** begin **

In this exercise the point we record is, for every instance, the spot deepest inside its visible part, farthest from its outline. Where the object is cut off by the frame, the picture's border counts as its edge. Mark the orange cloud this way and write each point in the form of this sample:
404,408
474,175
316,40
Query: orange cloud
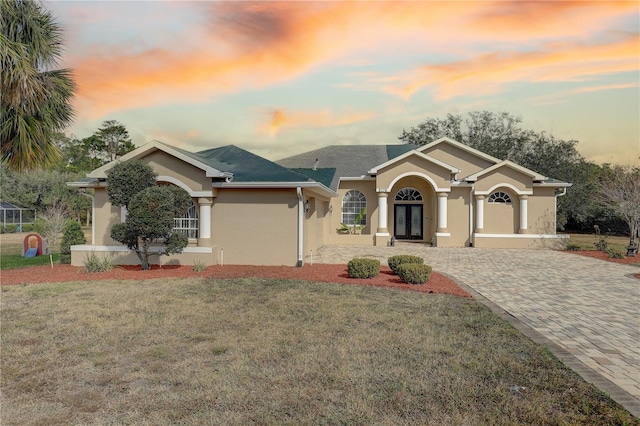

** end **

Exercise objective>
Write out every line of the listing above word for word, leaving out the picture.

Reply to the task>
In this exercise the point we record is, for every instance, the spot deepest inside its visible part, farthest from its outline. Where the object is cut off by the frame, the picture's border counts as its edge. Mark the orange cloud this way and write each point in the form of this sample:
404,408
474,175
316,40
Query: orange cloud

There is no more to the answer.